TEXT SHOWN:

____

NEXT Monday sees the start of one of the most eagerly-anticipated TV series of recent years: the final series of Games of Thrones. Beginning back in 2011, the show is the critically acclaimed adaptation of George R R Martin’s series of fantasy novels, A Song of Ice and Fire. In recent years, the TV shows have overtaken Martin’s books: the last two books of his series are yet to be published (or even finished).

Everything about both the show and books are on an epic scale: the first five volumes of Martin’s series clock in at 1.7 million words, or a mere 195 hours if you’d prefer to listen to the audio version. By contrast, the 67 episodes of TV that make up the first seven series feels somewhat brief in comparison. The final series might consist of just six episodes but given that they are cinematic in length as well as scope, no-one is going to feel short changed.

So how do you successfully end a programme so big and so popular? Getting a finish that satisfies everyone is no easy task. William Goldman once said that the secret is to give people the ending that they want but not in the way they expect. That’s fine in principle, but in practice it can be easier said than done. The ending of Lost in 2010 was one that left many fans scratching their heads, waiting for a resolution that never came.

____

DATASET CONTENT:

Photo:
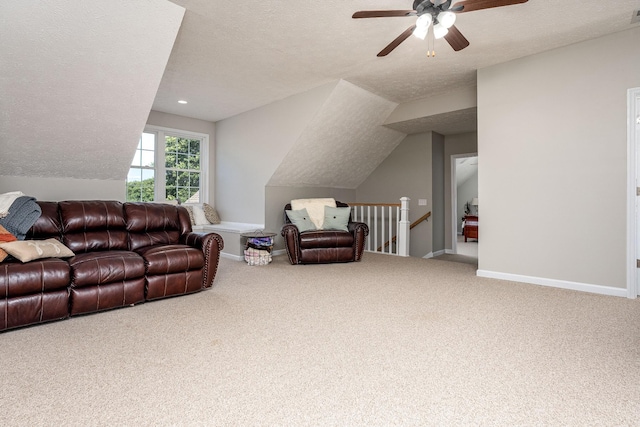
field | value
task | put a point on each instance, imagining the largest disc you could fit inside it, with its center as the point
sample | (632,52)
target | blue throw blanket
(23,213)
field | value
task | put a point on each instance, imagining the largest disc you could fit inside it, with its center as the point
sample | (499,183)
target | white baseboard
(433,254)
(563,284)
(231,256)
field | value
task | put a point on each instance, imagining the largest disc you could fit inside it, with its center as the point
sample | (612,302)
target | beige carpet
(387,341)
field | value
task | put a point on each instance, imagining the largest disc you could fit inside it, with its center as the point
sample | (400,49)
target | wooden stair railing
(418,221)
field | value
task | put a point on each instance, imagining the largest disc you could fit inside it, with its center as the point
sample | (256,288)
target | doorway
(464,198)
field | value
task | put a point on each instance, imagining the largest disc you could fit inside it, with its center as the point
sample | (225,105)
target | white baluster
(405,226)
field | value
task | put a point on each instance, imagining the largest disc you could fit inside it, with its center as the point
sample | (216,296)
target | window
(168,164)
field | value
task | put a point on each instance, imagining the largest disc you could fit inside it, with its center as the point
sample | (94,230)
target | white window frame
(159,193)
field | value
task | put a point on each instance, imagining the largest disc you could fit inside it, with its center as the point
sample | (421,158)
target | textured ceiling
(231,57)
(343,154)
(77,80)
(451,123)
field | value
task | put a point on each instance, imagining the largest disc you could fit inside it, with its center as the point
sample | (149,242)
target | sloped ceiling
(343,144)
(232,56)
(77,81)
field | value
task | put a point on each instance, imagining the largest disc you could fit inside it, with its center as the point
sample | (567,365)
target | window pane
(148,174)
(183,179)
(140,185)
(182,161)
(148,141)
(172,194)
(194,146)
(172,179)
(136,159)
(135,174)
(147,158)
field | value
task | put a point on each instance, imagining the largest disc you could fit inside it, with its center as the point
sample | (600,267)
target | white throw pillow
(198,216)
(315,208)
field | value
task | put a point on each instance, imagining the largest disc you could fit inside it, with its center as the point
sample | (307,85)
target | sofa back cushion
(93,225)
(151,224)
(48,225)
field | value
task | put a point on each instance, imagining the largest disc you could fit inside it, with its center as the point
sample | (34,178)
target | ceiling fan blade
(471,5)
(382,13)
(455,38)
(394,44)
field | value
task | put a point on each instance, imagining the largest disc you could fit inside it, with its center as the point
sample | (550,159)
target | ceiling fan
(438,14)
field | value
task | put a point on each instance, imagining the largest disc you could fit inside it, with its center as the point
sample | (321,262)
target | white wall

____

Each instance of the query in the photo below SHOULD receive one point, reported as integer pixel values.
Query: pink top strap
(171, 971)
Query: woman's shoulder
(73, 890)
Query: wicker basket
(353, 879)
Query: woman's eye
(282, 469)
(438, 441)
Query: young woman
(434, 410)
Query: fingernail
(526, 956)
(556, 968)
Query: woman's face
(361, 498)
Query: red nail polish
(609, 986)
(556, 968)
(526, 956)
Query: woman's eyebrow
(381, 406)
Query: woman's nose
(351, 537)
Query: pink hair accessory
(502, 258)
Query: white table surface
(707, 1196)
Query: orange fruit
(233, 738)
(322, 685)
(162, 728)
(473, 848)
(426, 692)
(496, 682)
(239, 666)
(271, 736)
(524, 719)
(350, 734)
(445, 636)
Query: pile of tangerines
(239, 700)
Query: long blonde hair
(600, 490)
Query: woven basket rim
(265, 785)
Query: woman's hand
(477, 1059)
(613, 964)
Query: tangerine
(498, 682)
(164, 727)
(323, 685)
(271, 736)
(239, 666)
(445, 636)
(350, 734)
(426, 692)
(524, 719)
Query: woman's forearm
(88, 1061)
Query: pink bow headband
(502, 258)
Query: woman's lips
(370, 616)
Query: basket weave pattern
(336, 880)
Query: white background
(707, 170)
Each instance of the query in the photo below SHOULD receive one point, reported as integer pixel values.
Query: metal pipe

____

WORK TO DO:
- a) Answer these questions from the passage on the fantasy TV show's final series, one line each:
(i) In what year did the show begin?
(ii) How many episodes make up the first seven series?
(iii) In what year did Lost end?
- b) Summarize the passage on the fantasy TV show's final series in two sentences.
- c) Extend the passage on the fantasy TV show's final series, picking up after its last sentence.
The rows are separate material from the passage.

OUTPUTS FOR THE TASKS:
- a)
(i) 2011
(ii) 67
(iii) 2010

- b) The final series of the TV adaptation of George R R Martin's A Song of Ice and Fire starts next Monday with six episodes of cinematic length. The show began in 2011 and has overtaken the unfinished books, and giving so big and popular a programme an ending that satisfies everyone is hard, as the 2010 ending of Lost showed.

- c)
Sometimes (spoiler alerts ahoy) the ending can feel inevitable – how could Friends finish without Ross and Rachel getting back together? For others, the conclusion is less clear cut. The finish of The Sopranos remains one of my personal favourite endings – Tony Soprano is at a diner, on the verge of his past catching up with him, but as the door to the diner opens to reveal Tony’s possible fate, the screen cuts to black, with the music of Journey’s Don’t Stop Believing cut on ‘Don’t Stop’. The finish was somehow both closed and open-ended – allowing viewers space to draw their own conclusions.

Endings don’t have to be happy ever after to satisfy. The comedy Fleabag, which also finished this week, played its closing cards extremely well. Or the close of Blackadder Goes Forth is one that remains lodged in my mind – the group of beloved characters going over the top, before the scene merges and fades into a field of poppies.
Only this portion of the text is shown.